[DOCUMENT EXTRACT]
Single by Deep Dish

from the album George Is On
- Released: July 4, 2004 (Spain)
- Length: 4:00
- Label: Deep Dish
- Songwriters: Shandi Sinnamon, Ronald Magness
- Producer: Deep Dish

Deep Dish singles chronology
| "Stoned" (Deep Dish remix) (2004) | "Flashdance" (2004) | "Say Hello" (2005) |

= Flashdance (song) =

2004 single by Deep Dish

"Flashdance" is a song by American electronic music duo Deep Dish with vocals provided by Anousheh Khalili. It is a cover of "He's a Dream" by Shandi Sinnamon, from the Flashdance soundtrack. Released in 2004, the song received positive critical reviews and became a hit in several countries, including the United Kingdom, where it debuted and peaked at number three on the UK Singles Chart.

==Reception==
===Critical response===
Ben Hogwood of musicOMH was favorable of the song, saying that "Flashdance" has given Deep Dish "a huge worldwide club hit, its full-bodied hook picked up by many a DJ". Hogwood named it the most commercial track on the album, which according to him "loosely follows the lead of its predecessor, teaming moody instrumentals with club based vocal tracks". The "Guetta & Garraud F*** Me I'm Famous" remix was nominated to the Grammy Award for Best Remixed Recording, Non-Classical.

[INFORMATION PROVIDED]
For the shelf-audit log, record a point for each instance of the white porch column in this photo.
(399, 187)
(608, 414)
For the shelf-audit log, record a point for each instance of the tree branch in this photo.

[WRITTEN TASKS]
[1] In the "Flashdance" song article above, list each label in the bulleted details under "from the album George Is On," along with its value.
[2] Carry on the "Flashdance" song article from its last sentence.

[RESULTS OF THE EXERCISE]
[1]
- Released: July 4, 2004 (Spain)
- Length: 4:00
- Label: Deep Dish
- Songwriters: Shandi Sinnamon, Ronald Magness
- Producer: Deep Dish

[2]
===Chart performance===
For the chart issue dated October 9, 2004, "Flashdance" debuted at number three on the UK Singles Chart, becoming Deep Dish's first and only single to reach the UK top 10. It was the second-highest entry for that week, behind "I Hope You Dance" by Ronan Keating. "Flashdance" peaked at number 14 on the Australian Singles Chart and was certified gold by the Australian Recording Industry Association (ARIA), denoting shipments of 35,000 copies.

==Remix==
In 2005 a mashup of "Flashdance" with the Dire Straits song "Money for Nothing" was included on the George Is On album. The remix, titled "Flashing For Money" and arranged by DJ Sultan, appeared as a B-side on Deep Dish Records single releases of "Say Hello", and was released as an A-side single on the Absolute Sound label in France.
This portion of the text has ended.